Recorded information —
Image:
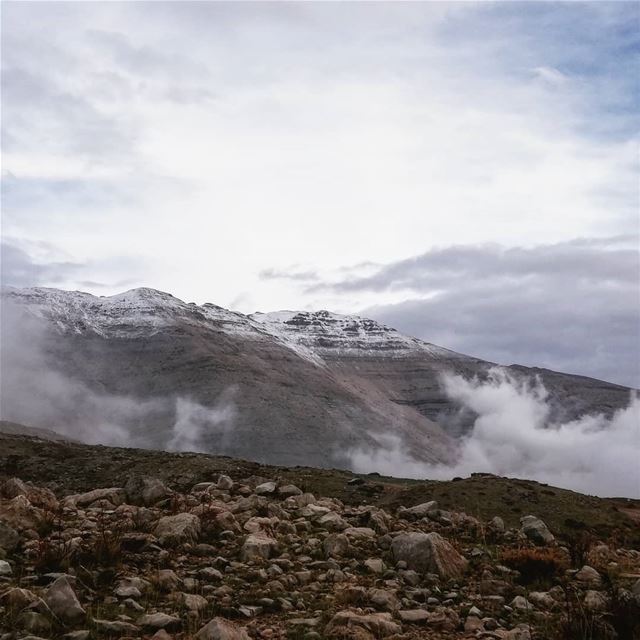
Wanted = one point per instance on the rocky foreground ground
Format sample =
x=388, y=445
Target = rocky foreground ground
x=258, y=557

Task goal — Rewrite the records above as a JSON list of strings, with one string for each line and no blank lines. Leave the pictures out.

The answer —
[
  "Image:",
  "Wanted = one point per instance on the rocky foreground ground",
  "Format sample =",
  "x=388, y=445",
  "Target = rocky foreground ground",
  "x=258, y=557"
]